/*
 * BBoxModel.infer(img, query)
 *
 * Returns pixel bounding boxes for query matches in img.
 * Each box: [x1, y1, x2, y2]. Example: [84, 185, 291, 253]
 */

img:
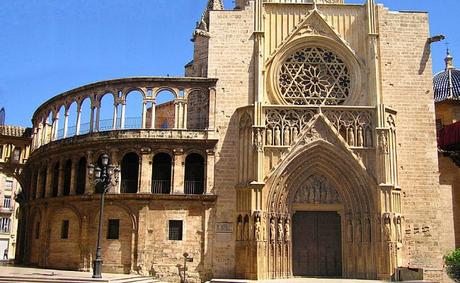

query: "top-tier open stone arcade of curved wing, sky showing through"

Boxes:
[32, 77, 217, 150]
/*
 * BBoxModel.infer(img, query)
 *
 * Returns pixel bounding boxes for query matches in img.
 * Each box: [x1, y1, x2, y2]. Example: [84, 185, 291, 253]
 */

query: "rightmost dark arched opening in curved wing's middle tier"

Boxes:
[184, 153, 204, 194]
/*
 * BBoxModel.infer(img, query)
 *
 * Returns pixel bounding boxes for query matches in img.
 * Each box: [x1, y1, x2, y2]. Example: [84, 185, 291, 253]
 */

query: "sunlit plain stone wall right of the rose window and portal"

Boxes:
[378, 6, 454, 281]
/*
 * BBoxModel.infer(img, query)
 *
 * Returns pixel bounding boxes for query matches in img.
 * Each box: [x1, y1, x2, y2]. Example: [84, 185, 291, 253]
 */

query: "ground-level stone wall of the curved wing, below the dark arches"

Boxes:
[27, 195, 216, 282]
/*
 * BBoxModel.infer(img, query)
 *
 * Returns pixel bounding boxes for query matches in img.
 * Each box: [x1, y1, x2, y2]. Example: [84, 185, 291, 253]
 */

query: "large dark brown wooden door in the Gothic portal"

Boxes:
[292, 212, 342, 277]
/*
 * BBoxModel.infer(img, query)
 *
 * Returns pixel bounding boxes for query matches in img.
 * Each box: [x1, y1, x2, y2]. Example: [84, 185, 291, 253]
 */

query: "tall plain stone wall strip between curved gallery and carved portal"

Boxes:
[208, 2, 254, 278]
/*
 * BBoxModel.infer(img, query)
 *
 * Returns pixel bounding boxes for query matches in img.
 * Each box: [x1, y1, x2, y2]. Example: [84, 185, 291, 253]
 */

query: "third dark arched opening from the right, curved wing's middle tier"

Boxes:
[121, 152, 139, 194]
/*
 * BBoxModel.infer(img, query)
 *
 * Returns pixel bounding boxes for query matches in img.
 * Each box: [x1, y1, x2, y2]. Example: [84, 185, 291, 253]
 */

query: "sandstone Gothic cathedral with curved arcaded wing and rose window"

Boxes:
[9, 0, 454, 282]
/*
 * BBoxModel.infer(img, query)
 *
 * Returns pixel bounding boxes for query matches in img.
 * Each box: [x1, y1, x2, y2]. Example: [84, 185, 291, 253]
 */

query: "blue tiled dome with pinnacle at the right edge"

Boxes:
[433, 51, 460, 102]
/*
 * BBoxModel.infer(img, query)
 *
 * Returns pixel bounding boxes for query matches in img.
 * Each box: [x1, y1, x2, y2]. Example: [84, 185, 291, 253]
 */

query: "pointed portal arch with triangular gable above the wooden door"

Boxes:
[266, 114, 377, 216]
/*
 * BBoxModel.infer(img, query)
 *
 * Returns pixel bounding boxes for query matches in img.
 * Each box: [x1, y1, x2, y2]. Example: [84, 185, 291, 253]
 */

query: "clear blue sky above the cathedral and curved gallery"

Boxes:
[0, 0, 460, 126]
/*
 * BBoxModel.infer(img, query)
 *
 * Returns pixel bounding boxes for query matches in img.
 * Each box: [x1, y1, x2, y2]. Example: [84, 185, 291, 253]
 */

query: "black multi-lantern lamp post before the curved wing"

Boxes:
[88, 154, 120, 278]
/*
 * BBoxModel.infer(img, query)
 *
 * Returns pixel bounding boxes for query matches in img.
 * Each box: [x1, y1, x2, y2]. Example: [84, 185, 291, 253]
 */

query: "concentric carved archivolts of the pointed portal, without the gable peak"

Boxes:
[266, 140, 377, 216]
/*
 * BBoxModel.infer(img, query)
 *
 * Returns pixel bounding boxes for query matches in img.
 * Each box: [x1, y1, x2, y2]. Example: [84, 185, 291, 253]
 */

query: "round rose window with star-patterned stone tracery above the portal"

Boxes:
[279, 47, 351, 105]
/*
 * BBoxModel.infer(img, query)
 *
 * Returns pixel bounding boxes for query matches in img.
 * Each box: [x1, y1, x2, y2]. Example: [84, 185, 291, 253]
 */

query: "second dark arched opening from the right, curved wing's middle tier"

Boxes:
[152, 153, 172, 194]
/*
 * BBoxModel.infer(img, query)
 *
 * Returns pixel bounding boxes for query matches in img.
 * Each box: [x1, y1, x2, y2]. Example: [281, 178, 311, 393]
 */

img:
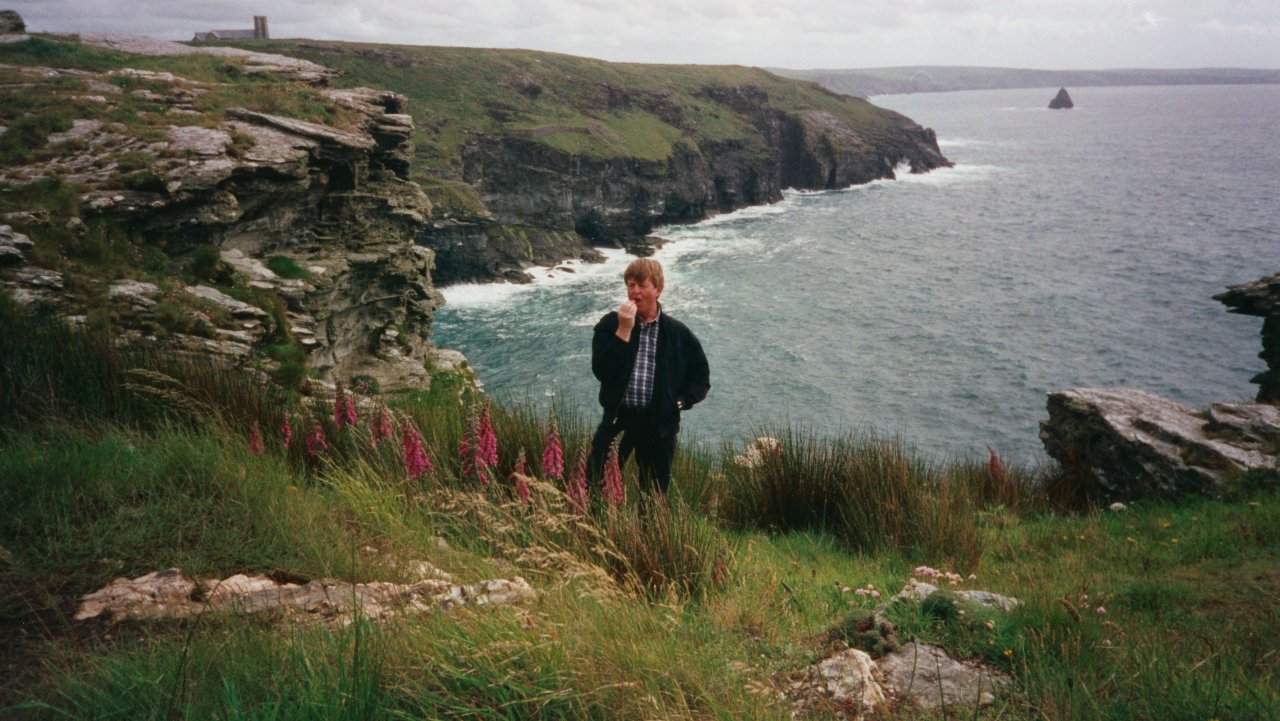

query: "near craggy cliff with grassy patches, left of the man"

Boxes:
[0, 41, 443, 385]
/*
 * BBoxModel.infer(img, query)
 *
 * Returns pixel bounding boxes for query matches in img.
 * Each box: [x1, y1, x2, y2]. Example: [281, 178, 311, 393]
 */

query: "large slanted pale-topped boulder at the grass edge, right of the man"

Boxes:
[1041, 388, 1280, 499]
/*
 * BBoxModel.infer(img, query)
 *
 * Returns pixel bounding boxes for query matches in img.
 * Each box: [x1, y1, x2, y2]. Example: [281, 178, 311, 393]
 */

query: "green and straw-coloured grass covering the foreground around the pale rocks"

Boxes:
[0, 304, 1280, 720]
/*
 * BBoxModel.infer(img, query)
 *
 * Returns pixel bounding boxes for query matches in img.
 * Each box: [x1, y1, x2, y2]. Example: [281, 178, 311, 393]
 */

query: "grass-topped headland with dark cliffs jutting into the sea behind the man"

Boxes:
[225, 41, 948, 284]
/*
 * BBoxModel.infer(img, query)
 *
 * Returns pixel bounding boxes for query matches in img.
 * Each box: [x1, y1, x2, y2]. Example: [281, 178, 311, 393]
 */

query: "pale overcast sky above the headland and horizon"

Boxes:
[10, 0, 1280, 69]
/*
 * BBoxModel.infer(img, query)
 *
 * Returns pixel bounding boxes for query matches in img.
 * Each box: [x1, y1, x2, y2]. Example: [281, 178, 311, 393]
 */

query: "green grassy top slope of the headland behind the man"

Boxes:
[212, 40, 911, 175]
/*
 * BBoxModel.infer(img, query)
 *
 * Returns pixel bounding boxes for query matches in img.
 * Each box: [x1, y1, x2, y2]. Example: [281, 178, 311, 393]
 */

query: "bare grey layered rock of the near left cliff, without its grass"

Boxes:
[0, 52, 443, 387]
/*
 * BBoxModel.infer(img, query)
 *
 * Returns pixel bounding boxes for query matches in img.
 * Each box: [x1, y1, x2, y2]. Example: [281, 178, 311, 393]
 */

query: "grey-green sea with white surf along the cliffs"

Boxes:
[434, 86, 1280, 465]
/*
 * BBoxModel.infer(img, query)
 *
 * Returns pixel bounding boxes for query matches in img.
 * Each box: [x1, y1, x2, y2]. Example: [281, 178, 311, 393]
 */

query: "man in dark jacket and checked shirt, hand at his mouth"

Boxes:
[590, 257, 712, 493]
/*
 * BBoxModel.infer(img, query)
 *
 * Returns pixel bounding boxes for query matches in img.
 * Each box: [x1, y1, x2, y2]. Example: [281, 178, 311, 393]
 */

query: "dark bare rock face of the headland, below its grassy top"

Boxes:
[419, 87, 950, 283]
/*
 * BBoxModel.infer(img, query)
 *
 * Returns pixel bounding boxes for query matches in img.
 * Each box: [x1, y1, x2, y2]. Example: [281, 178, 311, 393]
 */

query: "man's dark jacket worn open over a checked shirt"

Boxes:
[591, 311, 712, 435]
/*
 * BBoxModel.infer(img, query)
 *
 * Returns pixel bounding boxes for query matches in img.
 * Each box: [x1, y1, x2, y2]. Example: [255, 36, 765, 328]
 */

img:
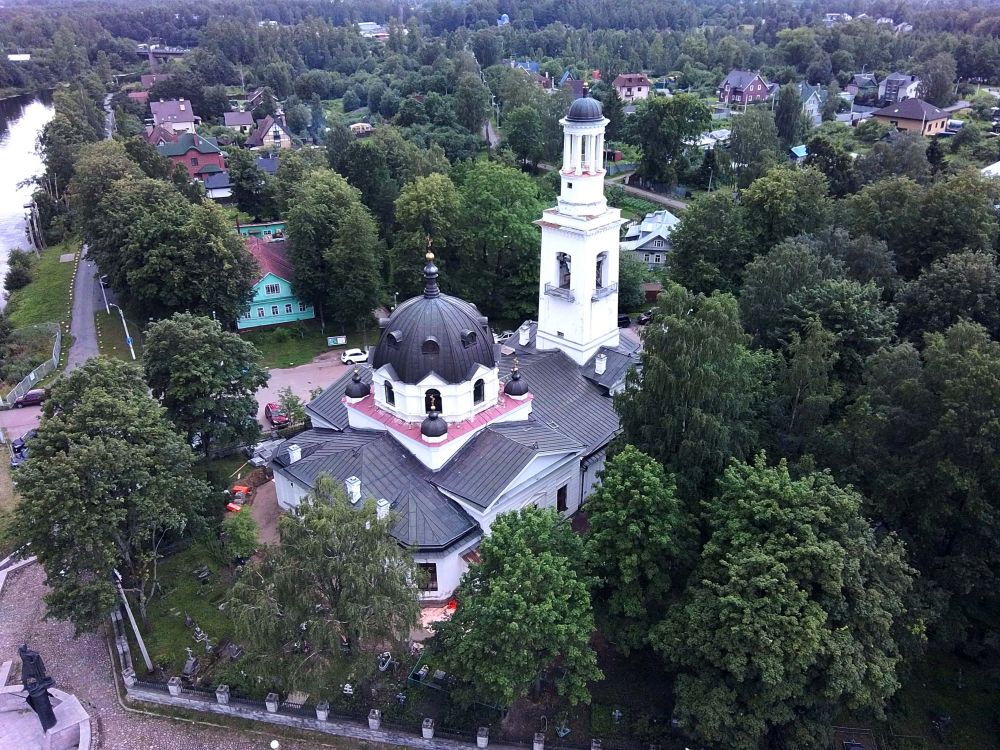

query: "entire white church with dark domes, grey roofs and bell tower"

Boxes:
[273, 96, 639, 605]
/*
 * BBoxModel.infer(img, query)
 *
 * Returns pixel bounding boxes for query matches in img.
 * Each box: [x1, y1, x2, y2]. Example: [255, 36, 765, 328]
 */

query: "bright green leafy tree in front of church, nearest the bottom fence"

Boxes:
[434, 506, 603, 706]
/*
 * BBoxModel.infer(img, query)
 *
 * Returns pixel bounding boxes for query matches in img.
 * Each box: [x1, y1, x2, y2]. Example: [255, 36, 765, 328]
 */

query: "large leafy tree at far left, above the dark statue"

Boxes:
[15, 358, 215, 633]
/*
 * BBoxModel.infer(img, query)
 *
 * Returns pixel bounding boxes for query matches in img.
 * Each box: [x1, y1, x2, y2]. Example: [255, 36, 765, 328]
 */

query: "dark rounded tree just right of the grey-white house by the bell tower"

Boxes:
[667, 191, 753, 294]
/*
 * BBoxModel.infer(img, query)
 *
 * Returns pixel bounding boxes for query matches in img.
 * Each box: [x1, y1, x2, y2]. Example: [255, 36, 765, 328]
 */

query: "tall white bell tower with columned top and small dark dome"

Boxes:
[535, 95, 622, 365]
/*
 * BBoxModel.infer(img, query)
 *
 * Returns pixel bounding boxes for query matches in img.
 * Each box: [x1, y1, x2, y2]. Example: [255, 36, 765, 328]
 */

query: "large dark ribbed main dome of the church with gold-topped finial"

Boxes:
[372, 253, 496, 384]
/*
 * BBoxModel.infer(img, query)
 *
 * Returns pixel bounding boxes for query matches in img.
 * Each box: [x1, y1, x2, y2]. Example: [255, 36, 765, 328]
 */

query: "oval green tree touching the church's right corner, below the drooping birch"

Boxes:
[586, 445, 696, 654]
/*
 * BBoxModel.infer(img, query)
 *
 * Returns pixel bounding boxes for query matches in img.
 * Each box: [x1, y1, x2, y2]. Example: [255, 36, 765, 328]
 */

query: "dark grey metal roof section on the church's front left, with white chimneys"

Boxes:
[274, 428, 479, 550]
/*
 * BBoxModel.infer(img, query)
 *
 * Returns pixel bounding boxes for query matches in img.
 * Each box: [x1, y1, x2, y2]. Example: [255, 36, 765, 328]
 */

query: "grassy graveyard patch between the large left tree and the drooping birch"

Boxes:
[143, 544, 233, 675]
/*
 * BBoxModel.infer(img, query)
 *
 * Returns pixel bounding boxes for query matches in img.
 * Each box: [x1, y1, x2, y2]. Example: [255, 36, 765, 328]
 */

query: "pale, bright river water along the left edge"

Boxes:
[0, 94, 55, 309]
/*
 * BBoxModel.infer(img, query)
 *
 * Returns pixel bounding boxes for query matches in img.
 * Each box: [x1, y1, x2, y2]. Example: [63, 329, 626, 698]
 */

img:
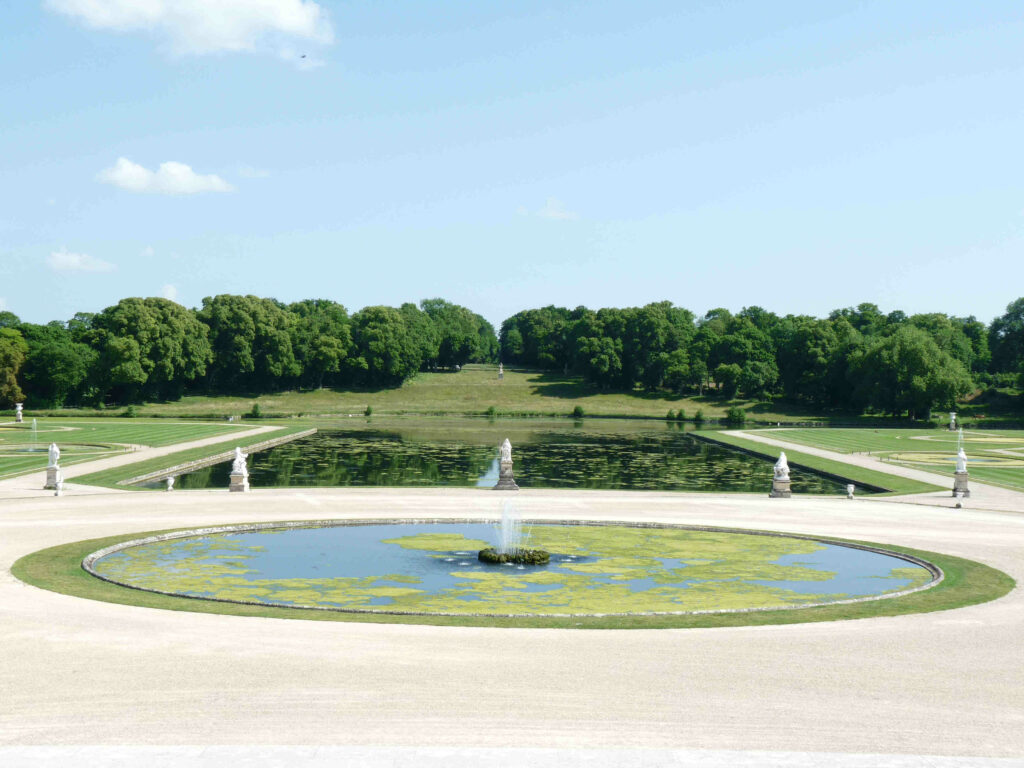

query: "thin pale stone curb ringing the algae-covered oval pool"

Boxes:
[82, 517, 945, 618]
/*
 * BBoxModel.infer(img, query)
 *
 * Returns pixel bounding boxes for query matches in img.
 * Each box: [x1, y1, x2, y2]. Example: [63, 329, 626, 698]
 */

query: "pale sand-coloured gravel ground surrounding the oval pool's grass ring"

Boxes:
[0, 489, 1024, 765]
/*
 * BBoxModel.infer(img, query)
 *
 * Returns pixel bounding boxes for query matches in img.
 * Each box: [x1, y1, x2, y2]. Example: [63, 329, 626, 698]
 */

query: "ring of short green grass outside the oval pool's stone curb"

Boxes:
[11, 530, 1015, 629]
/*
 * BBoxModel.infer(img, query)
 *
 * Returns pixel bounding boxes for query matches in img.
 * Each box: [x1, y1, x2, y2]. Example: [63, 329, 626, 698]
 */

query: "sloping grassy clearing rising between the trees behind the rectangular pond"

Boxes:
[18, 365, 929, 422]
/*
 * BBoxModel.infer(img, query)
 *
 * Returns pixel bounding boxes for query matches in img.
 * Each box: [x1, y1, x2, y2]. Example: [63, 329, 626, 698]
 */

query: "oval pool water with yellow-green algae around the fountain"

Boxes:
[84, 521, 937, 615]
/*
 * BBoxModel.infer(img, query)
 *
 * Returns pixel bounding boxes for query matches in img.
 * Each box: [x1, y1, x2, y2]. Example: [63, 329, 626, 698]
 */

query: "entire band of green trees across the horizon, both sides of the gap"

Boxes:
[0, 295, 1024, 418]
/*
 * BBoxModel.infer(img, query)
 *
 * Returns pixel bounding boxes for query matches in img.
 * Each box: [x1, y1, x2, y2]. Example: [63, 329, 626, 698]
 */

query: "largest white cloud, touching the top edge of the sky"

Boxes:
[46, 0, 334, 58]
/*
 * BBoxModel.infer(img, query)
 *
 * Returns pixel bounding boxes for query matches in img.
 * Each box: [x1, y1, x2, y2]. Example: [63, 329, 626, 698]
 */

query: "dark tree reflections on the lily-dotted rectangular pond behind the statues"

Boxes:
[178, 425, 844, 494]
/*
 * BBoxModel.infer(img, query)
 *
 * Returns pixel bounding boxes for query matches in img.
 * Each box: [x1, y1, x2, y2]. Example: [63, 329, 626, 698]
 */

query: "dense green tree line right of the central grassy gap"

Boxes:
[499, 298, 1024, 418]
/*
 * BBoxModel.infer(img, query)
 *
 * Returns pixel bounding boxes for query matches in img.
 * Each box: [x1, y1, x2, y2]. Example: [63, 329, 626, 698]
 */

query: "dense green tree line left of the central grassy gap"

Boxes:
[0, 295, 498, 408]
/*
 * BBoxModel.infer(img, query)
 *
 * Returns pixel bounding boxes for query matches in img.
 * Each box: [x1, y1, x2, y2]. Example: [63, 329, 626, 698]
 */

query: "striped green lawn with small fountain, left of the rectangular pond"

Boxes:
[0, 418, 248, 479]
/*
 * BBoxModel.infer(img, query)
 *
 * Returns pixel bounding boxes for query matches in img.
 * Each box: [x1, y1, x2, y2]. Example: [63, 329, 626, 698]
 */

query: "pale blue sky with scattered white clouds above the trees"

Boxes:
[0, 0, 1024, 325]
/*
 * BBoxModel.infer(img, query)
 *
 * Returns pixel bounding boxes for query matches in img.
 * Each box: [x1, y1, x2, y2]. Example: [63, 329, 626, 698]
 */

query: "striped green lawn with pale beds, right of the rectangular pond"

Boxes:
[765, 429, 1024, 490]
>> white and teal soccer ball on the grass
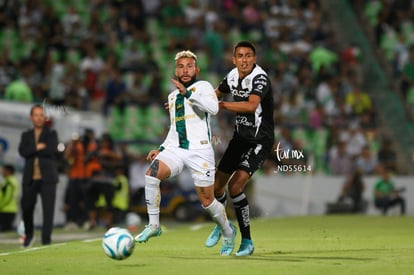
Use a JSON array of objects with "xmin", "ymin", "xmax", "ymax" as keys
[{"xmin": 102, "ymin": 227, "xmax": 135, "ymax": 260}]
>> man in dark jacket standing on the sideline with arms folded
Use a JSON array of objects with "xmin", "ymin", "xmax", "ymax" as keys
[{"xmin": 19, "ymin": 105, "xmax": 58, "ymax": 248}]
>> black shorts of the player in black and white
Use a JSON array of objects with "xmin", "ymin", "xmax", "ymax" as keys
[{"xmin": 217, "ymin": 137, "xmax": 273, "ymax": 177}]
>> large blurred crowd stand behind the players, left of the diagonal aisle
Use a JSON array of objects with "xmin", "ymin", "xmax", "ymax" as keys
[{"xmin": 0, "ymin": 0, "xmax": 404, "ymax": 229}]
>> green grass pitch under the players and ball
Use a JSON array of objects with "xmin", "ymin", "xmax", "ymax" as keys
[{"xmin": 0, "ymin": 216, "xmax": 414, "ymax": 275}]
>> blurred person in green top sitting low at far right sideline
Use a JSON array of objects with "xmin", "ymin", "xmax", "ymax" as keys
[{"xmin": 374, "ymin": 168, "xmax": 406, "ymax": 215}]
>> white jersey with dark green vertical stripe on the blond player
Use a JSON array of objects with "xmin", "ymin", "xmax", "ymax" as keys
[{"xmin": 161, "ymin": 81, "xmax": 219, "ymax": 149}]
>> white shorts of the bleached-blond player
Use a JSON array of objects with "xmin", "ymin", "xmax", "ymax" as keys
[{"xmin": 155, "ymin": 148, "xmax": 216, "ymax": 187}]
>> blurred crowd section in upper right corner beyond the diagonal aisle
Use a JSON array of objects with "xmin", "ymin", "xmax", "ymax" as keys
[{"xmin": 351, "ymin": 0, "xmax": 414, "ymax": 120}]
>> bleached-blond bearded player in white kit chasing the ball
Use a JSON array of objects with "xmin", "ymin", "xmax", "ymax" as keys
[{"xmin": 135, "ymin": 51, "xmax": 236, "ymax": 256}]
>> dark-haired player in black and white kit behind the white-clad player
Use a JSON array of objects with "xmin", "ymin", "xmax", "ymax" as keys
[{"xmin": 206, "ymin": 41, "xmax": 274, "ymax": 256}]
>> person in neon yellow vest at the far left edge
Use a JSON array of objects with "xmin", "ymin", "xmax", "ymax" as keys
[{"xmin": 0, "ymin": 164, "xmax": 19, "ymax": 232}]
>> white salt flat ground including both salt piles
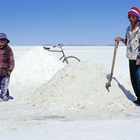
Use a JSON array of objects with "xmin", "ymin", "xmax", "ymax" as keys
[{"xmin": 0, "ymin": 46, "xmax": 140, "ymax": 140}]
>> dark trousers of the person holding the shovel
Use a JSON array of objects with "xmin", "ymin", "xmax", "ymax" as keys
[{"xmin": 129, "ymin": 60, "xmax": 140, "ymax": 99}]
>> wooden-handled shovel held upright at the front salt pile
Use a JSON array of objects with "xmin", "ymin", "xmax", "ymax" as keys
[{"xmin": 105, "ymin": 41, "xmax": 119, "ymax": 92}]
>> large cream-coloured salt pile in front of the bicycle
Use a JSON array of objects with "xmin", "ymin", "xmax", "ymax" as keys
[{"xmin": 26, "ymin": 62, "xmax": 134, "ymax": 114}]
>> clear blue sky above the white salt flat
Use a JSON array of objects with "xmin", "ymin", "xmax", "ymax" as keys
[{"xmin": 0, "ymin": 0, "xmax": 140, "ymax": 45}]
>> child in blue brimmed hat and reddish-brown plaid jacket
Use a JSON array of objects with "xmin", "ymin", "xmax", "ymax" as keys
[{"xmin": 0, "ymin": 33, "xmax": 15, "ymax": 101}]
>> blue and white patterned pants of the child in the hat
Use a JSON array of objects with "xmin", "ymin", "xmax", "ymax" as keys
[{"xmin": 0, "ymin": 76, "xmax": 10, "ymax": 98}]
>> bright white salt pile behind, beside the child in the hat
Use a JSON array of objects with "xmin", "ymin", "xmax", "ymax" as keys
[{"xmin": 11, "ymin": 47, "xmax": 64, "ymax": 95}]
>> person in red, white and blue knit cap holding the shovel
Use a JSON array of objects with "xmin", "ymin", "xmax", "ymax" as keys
==*==
## Activity
All lines of the data that hold "salt" need to be copied.

## Exercise output
>> white salt flat ground including both salt piles
>> wooden-handled shovel held upright at the front salt pile
>> large cream-coloured salt pile in front of the bicycle
>> clear blue sky above the white salt flat
>> bright white salt pile behind, beside the child in the hat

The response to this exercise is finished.